Provided text
--- START ---

Some shots were fired this week by former New Zealander of the Year Dr Lance O'Sullivan regarding the state of the nation's healthcare.
He didn't mince his words: he said it was f**ed. He said it's not serving patients, that nurses are by and large good but many doctors are incompetent. He said the health system is broken.
But a ray of light I spotted recently was some research out of Otago University on the shift in mindset around how the medical profession provides care. There's a push towards incorporating spiritual care into medical treatment - a more holistic approach, particularly for our very ill patients.
Spiritual care is perhaps done best in Maori and Pacific cultures, especially when it comes to palliative care, but is there enough room in mainstream healthcare outside of these cultures to support the sick?
The new research from Otago University cited the importance of spiritual care in cancer treatment for example.
And by spiritual care, I mean beyond visits from well-meaning Christian ministers, but encompassing all spiritual practices.
International evidence states that recording patients' spiritual beliefs can make a difference to their care, not just in terms of patient happiness but also physical outcomes.
These days 86 per cent of New Zealanders don't go to a church yet arguably have spiritual needs when faced when a terminal illness.
The researchers call it "spiritual distress" which apparently between 40 to 60 per cent of people experience at this time.
You only have to be bedside with any relative at a hospital to know that the whole experience can be very distressing.
There are good and bad bedside manners, there are thoughtful and not so thoughtful doctors. Trying to train staff to recognise spiritual distress, or any kind of distress actually, would be a good start.
Healthcare should be holistic, not just relegated to charts, monitors and drips.
The more humanity we can put into healthcare the better.
We shouldn't underestimate the power of mental health and wellbeing, the psychological effects of illness on people.
The Otago University report recommended early training around spiritual care among health professionals and introducing this aspect of training into medical schools around the country.
I'm sure many medical practitioners could argue they shouldn't have to take this on, that they're too busy trying to fix people to worry about their spiritual or emotional needs.
But I don't think asking to factor those things in is asking too much at all.

--- END ---

Questions
(a) Print the part of the column on spiritual care in healthcare starting at "We shouldn't underestimate" and ending at "or emotional needs.".
(b) According to the column on spiritual care in healthcare, what share of people experience "spiritual distress" when facing a terminal illness?

Extracted records
--- START ---

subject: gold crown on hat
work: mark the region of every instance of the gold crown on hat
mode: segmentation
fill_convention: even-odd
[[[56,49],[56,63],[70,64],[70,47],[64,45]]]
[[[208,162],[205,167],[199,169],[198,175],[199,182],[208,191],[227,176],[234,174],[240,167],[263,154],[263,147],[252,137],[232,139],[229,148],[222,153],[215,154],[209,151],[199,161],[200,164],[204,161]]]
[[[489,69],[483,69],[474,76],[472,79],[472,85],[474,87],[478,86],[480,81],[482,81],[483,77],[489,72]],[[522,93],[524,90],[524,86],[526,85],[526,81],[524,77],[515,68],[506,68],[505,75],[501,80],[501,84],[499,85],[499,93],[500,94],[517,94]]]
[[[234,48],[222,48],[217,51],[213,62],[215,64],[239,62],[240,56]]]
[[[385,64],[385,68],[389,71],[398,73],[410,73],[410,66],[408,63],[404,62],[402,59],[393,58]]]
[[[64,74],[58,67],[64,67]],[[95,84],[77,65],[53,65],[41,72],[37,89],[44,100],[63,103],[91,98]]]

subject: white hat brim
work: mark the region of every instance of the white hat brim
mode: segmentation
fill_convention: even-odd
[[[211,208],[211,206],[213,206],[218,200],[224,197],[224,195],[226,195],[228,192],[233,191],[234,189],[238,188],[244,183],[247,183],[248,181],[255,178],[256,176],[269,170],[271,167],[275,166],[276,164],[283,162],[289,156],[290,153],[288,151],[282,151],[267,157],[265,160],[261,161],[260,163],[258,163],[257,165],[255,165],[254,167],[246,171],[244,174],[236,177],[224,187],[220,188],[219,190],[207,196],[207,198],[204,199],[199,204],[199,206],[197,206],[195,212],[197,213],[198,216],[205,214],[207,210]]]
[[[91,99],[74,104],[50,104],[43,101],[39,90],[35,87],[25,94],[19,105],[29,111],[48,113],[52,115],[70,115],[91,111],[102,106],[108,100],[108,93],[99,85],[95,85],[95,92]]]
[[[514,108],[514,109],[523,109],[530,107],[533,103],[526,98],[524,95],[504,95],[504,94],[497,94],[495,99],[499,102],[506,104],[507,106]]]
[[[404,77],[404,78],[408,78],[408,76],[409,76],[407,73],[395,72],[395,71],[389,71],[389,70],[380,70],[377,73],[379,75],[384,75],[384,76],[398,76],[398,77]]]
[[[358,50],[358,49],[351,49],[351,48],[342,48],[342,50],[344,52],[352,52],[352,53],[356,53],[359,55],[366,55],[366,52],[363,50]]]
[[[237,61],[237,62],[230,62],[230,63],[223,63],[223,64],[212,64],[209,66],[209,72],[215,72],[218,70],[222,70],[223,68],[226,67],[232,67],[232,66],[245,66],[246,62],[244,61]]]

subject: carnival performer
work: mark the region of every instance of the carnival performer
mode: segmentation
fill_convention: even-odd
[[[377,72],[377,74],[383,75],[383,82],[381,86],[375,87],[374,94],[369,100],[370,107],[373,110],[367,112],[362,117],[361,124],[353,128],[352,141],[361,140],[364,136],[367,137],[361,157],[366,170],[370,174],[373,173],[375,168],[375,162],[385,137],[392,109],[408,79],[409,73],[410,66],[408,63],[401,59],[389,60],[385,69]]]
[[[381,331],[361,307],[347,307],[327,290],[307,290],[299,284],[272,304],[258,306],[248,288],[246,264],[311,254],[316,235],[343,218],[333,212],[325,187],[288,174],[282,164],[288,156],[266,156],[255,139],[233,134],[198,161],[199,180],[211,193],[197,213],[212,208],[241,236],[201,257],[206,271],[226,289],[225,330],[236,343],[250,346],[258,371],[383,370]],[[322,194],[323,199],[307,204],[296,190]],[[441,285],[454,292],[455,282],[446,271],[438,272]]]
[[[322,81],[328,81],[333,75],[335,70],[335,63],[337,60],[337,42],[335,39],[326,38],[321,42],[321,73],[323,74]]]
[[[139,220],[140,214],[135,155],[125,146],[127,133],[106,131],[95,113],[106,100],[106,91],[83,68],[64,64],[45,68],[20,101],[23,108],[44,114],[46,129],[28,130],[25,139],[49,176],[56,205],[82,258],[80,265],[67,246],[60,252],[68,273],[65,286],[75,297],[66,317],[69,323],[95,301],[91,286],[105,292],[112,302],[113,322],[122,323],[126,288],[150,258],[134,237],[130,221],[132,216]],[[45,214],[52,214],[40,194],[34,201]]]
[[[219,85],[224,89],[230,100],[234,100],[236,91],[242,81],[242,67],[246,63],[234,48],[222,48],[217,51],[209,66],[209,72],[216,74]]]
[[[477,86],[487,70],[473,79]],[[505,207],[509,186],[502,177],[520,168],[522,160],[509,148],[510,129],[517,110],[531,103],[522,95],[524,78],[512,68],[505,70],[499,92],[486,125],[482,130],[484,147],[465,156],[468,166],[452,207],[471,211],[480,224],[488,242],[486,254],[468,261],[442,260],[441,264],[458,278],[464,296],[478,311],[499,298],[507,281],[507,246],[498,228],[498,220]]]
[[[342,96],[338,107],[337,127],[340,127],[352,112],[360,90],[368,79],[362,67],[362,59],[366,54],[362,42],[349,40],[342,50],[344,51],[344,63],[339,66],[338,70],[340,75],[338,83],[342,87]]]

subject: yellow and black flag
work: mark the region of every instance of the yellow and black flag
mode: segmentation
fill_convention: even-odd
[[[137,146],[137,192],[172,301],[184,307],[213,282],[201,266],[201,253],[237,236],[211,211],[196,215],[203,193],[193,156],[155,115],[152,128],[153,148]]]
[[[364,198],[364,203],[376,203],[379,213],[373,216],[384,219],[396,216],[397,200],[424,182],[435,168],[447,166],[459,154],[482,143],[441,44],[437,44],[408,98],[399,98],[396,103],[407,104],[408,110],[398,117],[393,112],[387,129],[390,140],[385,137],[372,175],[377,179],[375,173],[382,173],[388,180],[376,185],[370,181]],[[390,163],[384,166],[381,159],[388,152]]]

--- END ---

Answers for this exercise
(a)
We shouldn't underestimate the power of mental health and wellbeing, the psychological effects of illness on people.
The Otago University report recommended early training around spiritual care among health professionals and introducing this aspect of training into medical schools around the country.
I'm sure many medical practitioners could argue they shouldn't have to take this on, that they're too busy trying to fix people to worry about their spiritual or emotional needs.

(b) Between 40 and 60 per cent.